Records excerpted from a collection:
————

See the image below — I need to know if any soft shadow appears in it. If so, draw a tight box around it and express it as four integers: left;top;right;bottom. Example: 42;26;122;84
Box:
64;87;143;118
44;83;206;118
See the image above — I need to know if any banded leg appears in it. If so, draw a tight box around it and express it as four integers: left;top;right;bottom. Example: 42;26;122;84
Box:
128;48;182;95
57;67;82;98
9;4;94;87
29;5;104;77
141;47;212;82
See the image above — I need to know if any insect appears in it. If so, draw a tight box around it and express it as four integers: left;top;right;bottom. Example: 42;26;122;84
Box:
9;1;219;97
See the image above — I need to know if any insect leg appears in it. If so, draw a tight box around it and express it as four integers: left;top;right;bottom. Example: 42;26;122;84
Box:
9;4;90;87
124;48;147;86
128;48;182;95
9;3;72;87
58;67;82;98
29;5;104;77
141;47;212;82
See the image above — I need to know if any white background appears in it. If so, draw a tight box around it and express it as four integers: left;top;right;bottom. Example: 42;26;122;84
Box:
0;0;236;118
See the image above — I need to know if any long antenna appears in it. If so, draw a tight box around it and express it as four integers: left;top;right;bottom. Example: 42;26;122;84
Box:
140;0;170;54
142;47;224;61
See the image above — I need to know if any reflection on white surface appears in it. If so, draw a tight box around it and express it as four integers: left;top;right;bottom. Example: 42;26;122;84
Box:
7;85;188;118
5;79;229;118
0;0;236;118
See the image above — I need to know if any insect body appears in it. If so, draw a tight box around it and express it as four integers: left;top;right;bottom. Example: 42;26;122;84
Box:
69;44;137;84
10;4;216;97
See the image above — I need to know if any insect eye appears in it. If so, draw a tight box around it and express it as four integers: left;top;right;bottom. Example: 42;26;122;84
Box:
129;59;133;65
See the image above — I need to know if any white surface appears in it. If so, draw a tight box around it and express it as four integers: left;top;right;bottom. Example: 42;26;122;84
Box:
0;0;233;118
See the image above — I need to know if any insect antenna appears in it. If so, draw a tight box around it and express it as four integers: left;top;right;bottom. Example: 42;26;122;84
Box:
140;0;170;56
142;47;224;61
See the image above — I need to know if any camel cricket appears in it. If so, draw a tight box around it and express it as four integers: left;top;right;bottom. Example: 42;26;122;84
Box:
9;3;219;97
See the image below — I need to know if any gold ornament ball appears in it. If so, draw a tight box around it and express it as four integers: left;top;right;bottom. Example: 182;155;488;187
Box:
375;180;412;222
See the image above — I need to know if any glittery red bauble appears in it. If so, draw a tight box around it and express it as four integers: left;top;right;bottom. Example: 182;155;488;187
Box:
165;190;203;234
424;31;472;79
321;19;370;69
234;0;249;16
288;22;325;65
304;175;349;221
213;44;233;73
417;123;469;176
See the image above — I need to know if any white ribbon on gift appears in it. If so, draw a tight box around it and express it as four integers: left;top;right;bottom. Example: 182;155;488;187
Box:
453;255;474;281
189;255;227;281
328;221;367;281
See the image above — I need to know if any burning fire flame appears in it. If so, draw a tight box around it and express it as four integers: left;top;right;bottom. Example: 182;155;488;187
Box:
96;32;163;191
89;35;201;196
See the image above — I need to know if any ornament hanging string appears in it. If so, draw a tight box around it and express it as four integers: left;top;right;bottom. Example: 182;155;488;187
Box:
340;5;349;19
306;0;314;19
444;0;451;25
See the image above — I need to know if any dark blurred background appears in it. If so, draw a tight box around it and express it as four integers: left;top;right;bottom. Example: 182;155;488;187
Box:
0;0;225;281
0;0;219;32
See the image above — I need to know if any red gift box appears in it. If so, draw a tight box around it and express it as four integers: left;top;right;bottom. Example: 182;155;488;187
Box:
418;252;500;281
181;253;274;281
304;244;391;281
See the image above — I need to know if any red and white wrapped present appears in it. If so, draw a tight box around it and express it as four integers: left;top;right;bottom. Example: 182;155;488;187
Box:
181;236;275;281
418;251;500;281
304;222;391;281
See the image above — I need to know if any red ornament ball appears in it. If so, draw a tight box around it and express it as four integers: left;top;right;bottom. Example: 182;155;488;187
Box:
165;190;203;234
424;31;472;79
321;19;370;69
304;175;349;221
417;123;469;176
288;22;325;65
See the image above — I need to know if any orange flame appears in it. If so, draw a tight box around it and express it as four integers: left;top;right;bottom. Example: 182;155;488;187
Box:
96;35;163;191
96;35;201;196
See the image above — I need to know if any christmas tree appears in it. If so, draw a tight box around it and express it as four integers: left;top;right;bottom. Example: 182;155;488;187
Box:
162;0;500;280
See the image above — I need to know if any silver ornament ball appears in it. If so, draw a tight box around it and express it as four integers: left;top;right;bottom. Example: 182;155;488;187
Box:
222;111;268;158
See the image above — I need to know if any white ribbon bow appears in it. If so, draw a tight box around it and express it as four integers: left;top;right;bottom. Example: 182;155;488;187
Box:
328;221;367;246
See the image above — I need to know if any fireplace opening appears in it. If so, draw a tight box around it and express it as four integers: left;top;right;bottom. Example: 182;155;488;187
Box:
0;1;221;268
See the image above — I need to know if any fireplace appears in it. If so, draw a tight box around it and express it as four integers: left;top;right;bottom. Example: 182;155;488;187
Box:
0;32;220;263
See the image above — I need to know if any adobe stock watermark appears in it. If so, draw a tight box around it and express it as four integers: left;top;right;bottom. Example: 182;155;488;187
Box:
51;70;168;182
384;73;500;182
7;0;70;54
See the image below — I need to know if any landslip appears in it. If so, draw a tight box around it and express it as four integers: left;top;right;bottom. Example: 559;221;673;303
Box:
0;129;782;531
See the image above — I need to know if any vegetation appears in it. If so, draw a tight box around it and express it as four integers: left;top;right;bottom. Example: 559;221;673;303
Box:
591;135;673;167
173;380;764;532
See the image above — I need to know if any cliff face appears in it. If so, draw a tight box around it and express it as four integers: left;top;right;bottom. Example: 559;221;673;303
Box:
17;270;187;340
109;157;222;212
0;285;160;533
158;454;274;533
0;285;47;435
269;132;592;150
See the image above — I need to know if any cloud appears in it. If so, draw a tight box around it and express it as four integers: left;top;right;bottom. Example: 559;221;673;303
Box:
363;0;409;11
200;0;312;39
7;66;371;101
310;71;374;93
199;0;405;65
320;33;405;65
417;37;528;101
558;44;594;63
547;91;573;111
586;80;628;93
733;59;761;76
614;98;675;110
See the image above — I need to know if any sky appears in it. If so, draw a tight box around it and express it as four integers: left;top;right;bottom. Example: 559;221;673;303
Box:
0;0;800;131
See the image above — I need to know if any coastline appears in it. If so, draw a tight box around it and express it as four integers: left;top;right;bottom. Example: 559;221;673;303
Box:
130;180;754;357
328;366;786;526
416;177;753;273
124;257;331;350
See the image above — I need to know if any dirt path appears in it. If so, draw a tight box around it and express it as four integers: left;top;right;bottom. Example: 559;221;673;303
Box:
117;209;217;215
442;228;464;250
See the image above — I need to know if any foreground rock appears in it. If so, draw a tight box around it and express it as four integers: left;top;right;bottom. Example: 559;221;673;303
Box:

————

Reproduce the full listing exactly.

See the image below — I need to know if any soft shadow appears in it. If so, draw a tight box around it and express it as four integers: left;top;right;bottom. Example: 42;26;122;84
Box:
64;87;143;118
44;83;206;118
See the image above — I need to know if any banded leg appears in it. If so, draw a tight box around it and express it as four integers: left;top;right;bottom. Example: 42;26;122;84
Box:
128;48;182;95
57;67;82;98
9;4;94;87
29;5;104;77
141;47;212;82
See the image above — I need to know if any insect appears in it. If so, draw a tight box around it and express it as four integers: left;top;right;bottom. Example: 42;26;122;84
Box:
9;1;219;97
See the image above — I need to know if any insect leg appears in it. If so, draw a tight box around it and express it as four integers: left;top;right;bottom. Example: 42;26;122;84
Box:
9;4;90;87
124;48;147;86
128;48;182;95
9;3;72;87
58;67;82;98
29;5;104;77
141;47;212;82
See the image above — I need to know if any white background appears in it. If so, draw a tight box around it and express it as four integers: left;top;right;bottom. Example: 42;26;122;84
Box:
0;0;236;118
See the image above — I need to know if any long antenna appears in it. If so, draw a tight box around it and express it as four integers: left;top;right;bottom. Example: 42;26;122;84
Box:
140;0;170;54
142;47;224;61
See the image above — I need to know if any reflection on white surface appears in it. If so, draw a tight box around it and express it as four integers: left;top;right;bottom. Example: 42;26;122;84
Box:
7;85;188;118
5;79;229;118
0;0;236;118
See the image above — I need to know if any insect body appears in it. If so, draw a tight box around it and express it as four integers: left;top;right;bottom. Example: 42;26;122;84
Box:
69;44;137;84
10;4;216;97
See the image above — I need to know if any insect eye appears in it. If so, draw a tight box around it and express it as four integers: left;top;right;bottom. Example: 42;26;122;84
Box:
129;59;133;65
See the image above — I need to know if any white surface appears in it. If so, draw a tight box around it and express it as four integers: left;top;right;bottom. Example: 42;26;122;84
Box:
0;0;233;118
See the image above — I need to know if any insect antenna appears in it. If so, draw a tight box around it and express it as four integers: left;top;right;bottom. Example: 42;26;122;84
Box:
140;0;170;56
142;47;224;61
See the image above — I need to know if any camel cricket appears in it. If so, draw a tight box around it and express it as four integers: left;top;right;bottom. Example: 42;26;122;84
Box:
9;3;219;97
See the image below — I need to know if any gold ornament ball appears in it. If so, draw a tight box around it and express it as four integers: left;top;right;bottom. Example: 182;155;488;187
Box:
375;180;412;222
See the image above — I need to know if any glittery red bauble appears in it. If so, draw a tight box around it and express it as four integers: left;top;right;bottom. Example: 182;155;488;187
Box:
165;190;203;234
424;31;472;79
321;19;370;69
234;0;249;16
288;22;325;65
304;175;349;221
213;44;233;73
417;123;469;176
See the image above — I need to know if any white ribbon on gift appears in it. If so, draw a tight box around it and express it as four integers: left;top;right;bottom. Example: 182;155;488;187
Box:
453;255;474;281
189;255;227;281
328;221;367;281
See the image above — I need to know if any burning fire flame appears in it. If so, draw a tight box around it and express it as four integers: left;top;right;bottom. Example: 182;155;488;187
Box:
96;32;163;191
89;35;201;196
See the image above — I need to know if any ornament hanging string appears in it. If so, draw a tight box around it and express it as four integers: left;top;right;bottom. Example: 182;155;488;187
Box:
340;5;349;19
306;0;314;19
444;0;451;25
See the image above — I need to know if any dark blurred background appears in it. If so, draw a tight box around it and express it as four integers: left;top;right;bottom. Example: 182;155;488;187
Box:
0;0;225;281
0;0;219;32
See the image above — I need to know if any red gift box appears in it. If so, draw a tight box around it and express it as four integers: left;top;right;bottom. Example: 182;155;488;187
Box:
418;252;500;281
181;253;274;281
304;244;391;281
See the image above — I need to know if any red and white wrapped present appears in it. If so, draw a tight box around it and express it as four integers: left;top;right;bottom. Example: 182;155;488;187
Box:
181;236;275;281
418;251;500;281
304;222;391;281
See the image above — I need to know if any red ornament ball appears in it. If so, draw a tight box around it and express it as four integers: left;top;right;bottom. Example: 182;155;488;187
Box:
165;190;203;234
424;31;472;79
321;19;370;69
304;175;349;221
417;123;469;176
288;22;325;65
See the image above — I need to know if any orange flame appears in it. If so, draw a tight box around it and express it as four integers: left;top;right;bottom. Example: 182;155;488;187
Box:
96;35;163;191
96;35;201;196
See the image above — I need to know if any christmas tree appears in it. If so, draw a tight box around it and express it as four integers: left;top;right;bottom. Example: 182;155;488;187
Box:
162;0;500;280
See the image above — I need to know if any silver ornament ball appears in it. If so, draw a tight box around it and express it as four integers: left;top;right;bottom. Example: 182;155;488;187
Box:
222;111;268;158
See the image above — I need to know if any white ribbon bow appears in it. If so, draw a tight box around it and express it as four integers: left;top;right;bottom. Example: 182;155;488;187
Box:
328;221;367;246
See the image above — I need to know if any fireplace opening appears in it. If so, draw a tight box around it and express it as four integers: left;top;right;bottom. Example: 182;155;488;187
Box:
0;1;221;268
See the image above — I need to know if any fireplace appears in it. If so, draw a tight box around it and express it as four integers: left;top;right;bottom. Example: 182;155;488;187
Box:
0;32;220;263
See the image above — I need to know if any adobe stock watermark appears in it. If so, draw a tight box around it and express it as four integers: left;top;right;bottom. Example: 182;155;488;187
Box:
51;70;168;182
384;73;500;182
7;0;70;54
See the image below — I need to know if any landslip appears in it. If so, draw a tight box around it and express it as four integers: left;top;right;bottom. Example: 559;221;673;303
Box:
0;129;782;531
See the image above — I need to know if any vegetation appears in it. If so, draw a tight box around it and express it as four integers: left;top;right;bottom. Example: 559;221;673;303
Box:
591;135;673;167
173;380;764;532
See the image above — I need to know if any cliff face appears in it. If so, draw a tight box around it and express it as four integers: left;top;right;bottom. Example: 559;221;673;303
Box:
17;270;187;340
109;157;222;212
0;285;160;533
158;454;274;533
0;285;47;435
269;132;592;150
See the image above — I need to know if any cloud appears in it. If so, draw a tight box around it and express it as four integers: left;top;right;bottom. Example: 559;221;673;303
Box:
363;0;409;11
200;0;312;39
7;66;371;101
310;71;374;93
199;0;405;65
320;33;405;65
417;37;528;101
558;44;594;63
547;91;573;111
586;80;628;93
733;59;761;76
614;98;675;110
See the image above — I need to know if any sky appears in it. If so, draw a tight box around it and express it as four integers: left;top;right;bottom. Example: 559;221;673;303
Box:
0;0;800;131
See the image above — I need to know if any coastline appears in it. If so, draw a tight box around it and express it as four integers: left;top;right;bottom. Example: 559;221;673;303
Box:
130;180;754;357
328;366;786;526
416;177;753;273
124;257;331;350
See the image above — I need to know if any dirt path appears in it. If so, draw a tight box around it and express it as four integers: left;top;right;bottom. Example: 559;221;673;303
Box:
117;209;217;215
442;228;464;250
See the image above — I need to know if any foreground rock appears in it. If so, draw a tight box around it and express it as four integers: left;top;right;bottom. Example: 559;221;673;303
Box:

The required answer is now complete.